◆ **Article**:
········
4 Example and its experiment

Suppose there are four samples(see Tab. 1), ${S_{0}}=(1,0,1,0)$ , ${S_{1}}=(1,0,0,0)$ , ${S_{2}}=(0,1,1,0)$ , ${S_{3}}=(0,1,0,0)$ , thus the $n$ in Eq. (4) is 2, and they belong to two classes: $A=\{{S_{0}},{S_{1}}\}$ , $B=\{{S_{2}},{S_{3}}\}$ , which is illustrated in Fig. 4.

Table 1: The feature values of four samples. Each row represents all the feature values of a certain sample, while each column denotes a certain feature value of all the samples.

	$F_{0}$	$F_{1}$	$F_{2}$
$S_{0}$	1	0	1
$S_{1}$	1	0	0
$S_{2}$	0	1	1
$S_{3}$	0	1	0

First, the four initial quantum states are prepared as follows,

\left\{{\begin{array}[]{*{20}{c}}{\left|\psi\right\rangle_{{{\rm{S}}_{\rm{0}}}}}=\left|{{\rm{00}}}\right\rangle{\left|{\rm{0}}\right\rangle^{\otimes 2}}\left|1\right\rangle\left|0\right\rangle\\ {\left|\psi\right\rangle_{{{\rm{S}}_{\rm{1}}}}}=\left|{{\rm{01}}}\right\rangle{\left|{\rm{0}}\right\rangle^{\otimes 2}}\left|1\right\rangle\left|0\right\rangle\\ {\left|\psi\right\rangle_{{{\rm{S}}_{\rm{2}}}}}=\left|{{\rm{10}}}\right\rangle{\left|{\rm{0}}\right\rangle^{\otimes 2}}\left|1\right\rangle\left|0\right\rangle\\ {\left|\psi\right\rangle_{{{\rm{S}}_{\rm{3}}}}}=\left|{{\rm{11}}}\right\rangle{\left|{\rm{0}}\right\rangle^{\otimes 2}}\left|1\right\rangle\left|0\right\rangle\end{array}}.\right.

(18)

Taking ${\left|\psi\right\rangle_{{{\rm{S}}_{\rm{0}}}}}$ as an example, the ${H^{\otimes 2}}$ operation is applied on the third and fourth qubits,

\begin{array}[]{l}\left|{{\rm{00}}}\right\rangle{\left|{\rm{0}}\right\rangle^{\otimes 2}}\left|1\right\rangle\left|0\right\rangle\xrightarrow{H^{\otimes 2}}{1\over 2}\left|{{\rm{00}}}\right\rangle\sum\limits_{i=0}^{3}{\left|i\right\rangle\left|1\right\rangle\left|0\right\rangle}\end{array}.

(19)
········
(Contour annotation listing)
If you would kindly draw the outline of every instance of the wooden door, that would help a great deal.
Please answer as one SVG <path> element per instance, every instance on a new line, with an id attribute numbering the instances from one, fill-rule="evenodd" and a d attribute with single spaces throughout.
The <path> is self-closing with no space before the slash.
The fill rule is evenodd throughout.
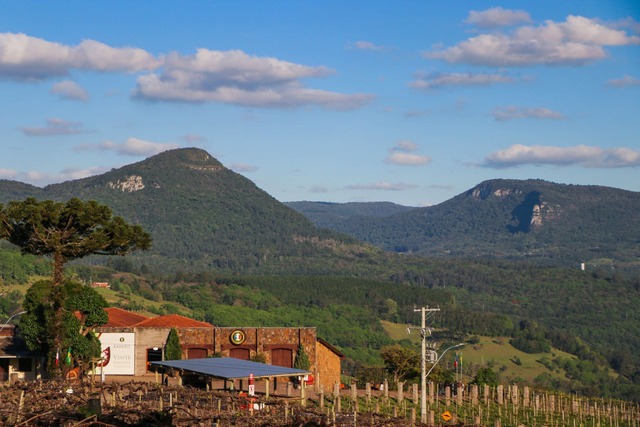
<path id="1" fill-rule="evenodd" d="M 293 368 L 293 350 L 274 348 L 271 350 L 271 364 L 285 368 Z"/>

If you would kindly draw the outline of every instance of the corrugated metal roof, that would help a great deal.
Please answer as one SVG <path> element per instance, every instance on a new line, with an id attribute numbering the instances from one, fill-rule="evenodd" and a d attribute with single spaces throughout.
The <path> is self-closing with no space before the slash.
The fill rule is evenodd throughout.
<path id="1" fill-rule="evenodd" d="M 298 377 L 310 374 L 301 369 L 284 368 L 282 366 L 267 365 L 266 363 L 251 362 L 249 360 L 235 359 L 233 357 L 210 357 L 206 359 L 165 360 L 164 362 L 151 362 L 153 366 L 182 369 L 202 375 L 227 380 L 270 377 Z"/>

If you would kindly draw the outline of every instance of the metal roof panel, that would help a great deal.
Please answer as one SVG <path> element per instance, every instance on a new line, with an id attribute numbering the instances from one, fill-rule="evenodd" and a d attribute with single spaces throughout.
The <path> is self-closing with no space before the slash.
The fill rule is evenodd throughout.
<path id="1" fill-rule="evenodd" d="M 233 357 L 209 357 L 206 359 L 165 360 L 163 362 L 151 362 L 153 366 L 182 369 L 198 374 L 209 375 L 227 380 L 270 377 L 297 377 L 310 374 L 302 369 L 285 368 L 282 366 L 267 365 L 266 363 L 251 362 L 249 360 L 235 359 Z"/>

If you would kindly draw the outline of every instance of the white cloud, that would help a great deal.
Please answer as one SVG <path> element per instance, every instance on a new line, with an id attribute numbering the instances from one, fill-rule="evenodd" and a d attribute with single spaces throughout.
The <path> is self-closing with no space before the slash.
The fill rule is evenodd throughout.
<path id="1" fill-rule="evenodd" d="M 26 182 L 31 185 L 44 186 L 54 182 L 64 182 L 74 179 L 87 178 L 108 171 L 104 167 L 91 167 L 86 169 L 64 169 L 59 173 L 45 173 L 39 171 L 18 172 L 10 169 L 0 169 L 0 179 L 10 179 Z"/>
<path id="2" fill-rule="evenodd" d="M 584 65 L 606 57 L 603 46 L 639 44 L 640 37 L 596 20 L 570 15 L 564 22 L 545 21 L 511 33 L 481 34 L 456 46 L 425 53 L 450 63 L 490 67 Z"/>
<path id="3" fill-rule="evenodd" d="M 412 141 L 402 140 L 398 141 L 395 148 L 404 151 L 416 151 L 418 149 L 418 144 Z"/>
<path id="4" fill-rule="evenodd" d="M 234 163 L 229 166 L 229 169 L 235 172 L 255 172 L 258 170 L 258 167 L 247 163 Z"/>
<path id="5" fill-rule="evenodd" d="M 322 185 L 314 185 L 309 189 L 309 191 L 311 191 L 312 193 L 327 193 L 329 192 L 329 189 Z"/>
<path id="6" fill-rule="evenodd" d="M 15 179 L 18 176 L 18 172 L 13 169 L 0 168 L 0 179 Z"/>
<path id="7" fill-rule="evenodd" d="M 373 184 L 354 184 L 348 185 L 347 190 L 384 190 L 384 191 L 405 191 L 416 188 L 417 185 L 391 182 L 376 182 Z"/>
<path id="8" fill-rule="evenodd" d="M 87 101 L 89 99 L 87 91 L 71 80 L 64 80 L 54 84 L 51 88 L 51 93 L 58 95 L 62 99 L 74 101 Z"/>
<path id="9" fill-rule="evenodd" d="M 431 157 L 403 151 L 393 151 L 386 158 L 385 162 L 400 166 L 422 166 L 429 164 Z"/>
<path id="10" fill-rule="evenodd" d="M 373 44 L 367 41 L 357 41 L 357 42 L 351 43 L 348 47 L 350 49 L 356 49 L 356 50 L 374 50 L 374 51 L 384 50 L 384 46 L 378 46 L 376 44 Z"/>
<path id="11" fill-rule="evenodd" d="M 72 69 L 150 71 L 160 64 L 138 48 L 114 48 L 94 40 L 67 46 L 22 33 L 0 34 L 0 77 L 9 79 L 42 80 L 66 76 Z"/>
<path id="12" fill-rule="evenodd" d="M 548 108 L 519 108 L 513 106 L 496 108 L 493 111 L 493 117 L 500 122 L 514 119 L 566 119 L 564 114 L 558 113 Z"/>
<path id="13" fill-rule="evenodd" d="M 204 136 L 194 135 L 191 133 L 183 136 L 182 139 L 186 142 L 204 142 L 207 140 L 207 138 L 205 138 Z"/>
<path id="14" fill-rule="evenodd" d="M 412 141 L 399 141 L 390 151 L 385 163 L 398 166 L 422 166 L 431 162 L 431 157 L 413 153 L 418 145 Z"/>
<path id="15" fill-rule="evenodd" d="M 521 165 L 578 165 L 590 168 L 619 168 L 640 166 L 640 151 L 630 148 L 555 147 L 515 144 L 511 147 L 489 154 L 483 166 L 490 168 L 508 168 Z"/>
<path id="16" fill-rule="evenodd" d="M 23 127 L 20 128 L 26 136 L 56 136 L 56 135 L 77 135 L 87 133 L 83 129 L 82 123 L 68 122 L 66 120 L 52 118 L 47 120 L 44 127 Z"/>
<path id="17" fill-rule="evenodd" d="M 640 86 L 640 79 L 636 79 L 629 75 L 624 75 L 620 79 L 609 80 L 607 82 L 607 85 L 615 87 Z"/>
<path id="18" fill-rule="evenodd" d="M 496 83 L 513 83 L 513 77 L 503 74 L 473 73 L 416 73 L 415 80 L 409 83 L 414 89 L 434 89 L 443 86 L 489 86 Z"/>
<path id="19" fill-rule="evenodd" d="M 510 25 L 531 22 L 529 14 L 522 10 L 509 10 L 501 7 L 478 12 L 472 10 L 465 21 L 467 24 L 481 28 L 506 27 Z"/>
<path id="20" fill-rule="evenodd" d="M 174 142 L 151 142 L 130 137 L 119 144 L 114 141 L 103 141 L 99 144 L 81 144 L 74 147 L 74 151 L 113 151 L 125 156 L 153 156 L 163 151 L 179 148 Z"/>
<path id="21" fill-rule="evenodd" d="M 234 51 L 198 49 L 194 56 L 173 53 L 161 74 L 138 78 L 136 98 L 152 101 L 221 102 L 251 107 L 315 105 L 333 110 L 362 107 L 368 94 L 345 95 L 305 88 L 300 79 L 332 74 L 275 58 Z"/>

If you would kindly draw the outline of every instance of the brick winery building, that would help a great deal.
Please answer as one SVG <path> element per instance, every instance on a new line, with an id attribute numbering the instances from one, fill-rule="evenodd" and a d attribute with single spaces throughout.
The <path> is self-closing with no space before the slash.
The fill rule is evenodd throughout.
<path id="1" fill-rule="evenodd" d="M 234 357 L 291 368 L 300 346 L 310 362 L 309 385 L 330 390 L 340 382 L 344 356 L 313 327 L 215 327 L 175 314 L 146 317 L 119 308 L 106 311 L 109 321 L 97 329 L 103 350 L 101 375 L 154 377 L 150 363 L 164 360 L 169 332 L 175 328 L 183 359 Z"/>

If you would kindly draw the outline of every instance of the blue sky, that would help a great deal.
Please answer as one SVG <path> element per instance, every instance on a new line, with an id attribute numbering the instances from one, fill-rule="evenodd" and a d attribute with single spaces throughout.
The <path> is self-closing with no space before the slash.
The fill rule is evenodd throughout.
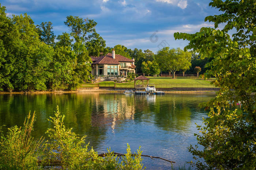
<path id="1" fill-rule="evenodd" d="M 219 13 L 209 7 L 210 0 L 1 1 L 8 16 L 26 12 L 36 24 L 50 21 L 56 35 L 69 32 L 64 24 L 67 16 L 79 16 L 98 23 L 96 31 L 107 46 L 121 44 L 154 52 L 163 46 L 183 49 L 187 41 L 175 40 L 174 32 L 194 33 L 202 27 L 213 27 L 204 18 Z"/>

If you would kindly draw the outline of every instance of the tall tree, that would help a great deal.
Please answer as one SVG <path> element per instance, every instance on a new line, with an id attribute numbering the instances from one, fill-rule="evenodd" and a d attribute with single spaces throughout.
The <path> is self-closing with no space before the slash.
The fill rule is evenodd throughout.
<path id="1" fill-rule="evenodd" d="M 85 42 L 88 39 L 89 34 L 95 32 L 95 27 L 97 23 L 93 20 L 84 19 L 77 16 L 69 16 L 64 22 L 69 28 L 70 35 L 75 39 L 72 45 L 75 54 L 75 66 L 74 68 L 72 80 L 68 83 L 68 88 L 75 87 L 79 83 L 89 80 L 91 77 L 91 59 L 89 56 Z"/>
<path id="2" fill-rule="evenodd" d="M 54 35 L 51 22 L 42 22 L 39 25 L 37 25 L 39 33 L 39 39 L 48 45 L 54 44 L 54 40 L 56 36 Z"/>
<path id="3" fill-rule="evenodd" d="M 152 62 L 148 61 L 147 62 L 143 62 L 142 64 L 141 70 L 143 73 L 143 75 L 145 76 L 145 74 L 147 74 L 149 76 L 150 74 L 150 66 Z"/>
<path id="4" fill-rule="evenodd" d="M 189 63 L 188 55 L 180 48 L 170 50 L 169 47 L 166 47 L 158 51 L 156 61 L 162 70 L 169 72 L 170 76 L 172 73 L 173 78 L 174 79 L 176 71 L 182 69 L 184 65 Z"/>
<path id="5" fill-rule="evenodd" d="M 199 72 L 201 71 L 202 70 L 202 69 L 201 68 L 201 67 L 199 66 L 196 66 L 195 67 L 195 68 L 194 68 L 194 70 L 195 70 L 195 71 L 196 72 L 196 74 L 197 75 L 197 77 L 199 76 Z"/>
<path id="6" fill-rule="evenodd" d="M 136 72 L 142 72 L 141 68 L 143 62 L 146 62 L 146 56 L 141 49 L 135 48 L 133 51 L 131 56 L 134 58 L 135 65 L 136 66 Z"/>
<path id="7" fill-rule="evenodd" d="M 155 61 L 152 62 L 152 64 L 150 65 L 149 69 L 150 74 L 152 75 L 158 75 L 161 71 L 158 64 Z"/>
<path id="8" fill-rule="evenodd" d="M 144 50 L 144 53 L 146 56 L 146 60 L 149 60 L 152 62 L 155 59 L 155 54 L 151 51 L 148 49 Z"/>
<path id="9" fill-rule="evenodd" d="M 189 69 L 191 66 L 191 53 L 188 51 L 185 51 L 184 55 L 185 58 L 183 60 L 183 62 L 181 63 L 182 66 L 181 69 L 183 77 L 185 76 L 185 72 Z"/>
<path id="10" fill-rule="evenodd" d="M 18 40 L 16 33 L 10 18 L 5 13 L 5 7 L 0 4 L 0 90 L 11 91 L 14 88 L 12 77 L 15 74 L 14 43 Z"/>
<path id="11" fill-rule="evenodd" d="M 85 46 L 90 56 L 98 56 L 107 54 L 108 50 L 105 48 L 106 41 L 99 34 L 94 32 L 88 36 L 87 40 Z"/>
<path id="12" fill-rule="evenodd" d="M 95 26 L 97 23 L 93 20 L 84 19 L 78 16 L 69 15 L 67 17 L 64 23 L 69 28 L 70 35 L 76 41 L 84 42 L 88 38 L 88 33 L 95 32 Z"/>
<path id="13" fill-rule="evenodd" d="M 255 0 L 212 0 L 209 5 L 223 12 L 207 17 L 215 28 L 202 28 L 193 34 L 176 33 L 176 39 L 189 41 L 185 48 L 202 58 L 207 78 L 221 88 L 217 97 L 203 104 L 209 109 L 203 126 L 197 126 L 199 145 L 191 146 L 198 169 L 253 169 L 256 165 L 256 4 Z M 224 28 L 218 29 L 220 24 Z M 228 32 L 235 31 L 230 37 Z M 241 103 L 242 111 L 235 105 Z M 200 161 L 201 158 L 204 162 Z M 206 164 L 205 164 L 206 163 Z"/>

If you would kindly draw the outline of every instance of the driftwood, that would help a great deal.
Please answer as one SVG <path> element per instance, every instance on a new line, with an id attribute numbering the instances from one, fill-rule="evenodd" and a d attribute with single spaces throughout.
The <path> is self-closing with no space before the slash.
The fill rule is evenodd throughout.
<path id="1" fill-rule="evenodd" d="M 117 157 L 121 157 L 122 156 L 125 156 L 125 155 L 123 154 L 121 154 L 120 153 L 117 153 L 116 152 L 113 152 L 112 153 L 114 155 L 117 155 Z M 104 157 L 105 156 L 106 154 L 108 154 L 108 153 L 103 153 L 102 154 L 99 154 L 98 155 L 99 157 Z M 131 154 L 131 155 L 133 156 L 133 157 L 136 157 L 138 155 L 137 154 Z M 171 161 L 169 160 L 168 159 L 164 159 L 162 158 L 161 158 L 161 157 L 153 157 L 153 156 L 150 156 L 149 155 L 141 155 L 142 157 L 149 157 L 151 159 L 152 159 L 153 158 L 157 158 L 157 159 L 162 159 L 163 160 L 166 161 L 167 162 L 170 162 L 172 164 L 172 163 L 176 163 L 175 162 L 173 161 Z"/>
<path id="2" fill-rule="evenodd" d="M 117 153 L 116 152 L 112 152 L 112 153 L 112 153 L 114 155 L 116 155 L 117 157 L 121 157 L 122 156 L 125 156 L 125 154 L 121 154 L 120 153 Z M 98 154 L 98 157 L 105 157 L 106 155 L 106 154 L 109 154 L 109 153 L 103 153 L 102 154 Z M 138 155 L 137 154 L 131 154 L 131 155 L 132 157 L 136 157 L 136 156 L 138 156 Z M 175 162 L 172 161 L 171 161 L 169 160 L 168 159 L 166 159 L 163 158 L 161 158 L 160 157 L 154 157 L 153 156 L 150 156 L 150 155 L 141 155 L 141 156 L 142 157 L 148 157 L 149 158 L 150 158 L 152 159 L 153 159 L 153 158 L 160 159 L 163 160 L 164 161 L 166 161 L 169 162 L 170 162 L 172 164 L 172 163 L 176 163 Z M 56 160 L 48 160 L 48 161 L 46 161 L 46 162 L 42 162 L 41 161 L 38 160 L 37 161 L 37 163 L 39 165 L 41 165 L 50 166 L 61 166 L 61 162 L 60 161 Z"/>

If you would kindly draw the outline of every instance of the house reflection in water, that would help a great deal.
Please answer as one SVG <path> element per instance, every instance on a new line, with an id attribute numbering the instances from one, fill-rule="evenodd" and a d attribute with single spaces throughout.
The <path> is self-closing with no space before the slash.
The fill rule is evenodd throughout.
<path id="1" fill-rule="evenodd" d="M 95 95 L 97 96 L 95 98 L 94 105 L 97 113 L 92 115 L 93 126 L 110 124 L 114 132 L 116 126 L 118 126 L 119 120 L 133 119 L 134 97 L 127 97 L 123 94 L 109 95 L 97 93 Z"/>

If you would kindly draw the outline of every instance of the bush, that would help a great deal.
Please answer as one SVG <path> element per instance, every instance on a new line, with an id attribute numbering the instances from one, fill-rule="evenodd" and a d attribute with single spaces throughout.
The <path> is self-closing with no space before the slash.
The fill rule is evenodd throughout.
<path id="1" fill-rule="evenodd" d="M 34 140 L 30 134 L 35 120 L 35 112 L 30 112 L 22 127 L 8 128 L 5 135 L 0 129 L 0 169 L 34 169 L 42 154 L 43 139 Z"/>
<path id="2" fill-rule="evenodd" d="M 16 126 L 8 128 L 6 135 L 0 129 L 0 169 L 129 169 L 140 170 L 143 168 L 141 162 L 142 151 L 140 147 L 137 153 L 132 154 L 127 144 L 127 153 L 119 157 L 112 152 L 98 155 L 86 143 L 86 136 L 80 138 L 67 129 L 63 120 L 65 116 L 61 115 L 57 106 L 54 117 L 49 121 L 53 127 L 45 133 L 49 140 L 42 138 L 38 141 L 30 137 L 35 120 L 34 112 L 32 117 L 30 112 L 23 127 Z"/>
········
◆ **Given task**: Carry the worked example on classifying four samples forward from the point where it stops. You will not need the listing.

◆ **Reply**:
Then we perform ${R_{y}}$ rotation (see Eq. (6)) on the last qubit, where

\left\{{\begin{array}[]{*{20}{c}}{R_{y}}(2{\sin^{-1}}{v_{00}})={R_{y}}(2{\sin^{-1}}{v_{02}})=-iY=\left[{\begin{array}[]{*{20}{c}}0&{-1}\cr 1&0\cr\end{array}}\right]\\ {R_{y}}(2{\sin^{-1}}{v_{01}})={R_{y}}(2{\sin^{-1}}{v_{03}})$$=I=\left[{\begin{array}[]{*{20}{c}}1&0\cr 0&1\cr\end{array}}\right]\end{array}},\right.

(20)

and can get

{\left|\phi\right\rangle_{{{\rm{S}}_{\rm{0}}}}}={1\over 2}\left|{{\rm{00}}}\right\rangle\sum\limits_{i=0}^{3}{\left|i\right\rangle\left|1\right\rangle\left({\sqrt{{\rm{1-}}{{\left|{{v_{0i}}}\right|}^{2}}}\left|0\right\rangle+{v_{0i}}\left|1\right\rangle}\right)}.

(21)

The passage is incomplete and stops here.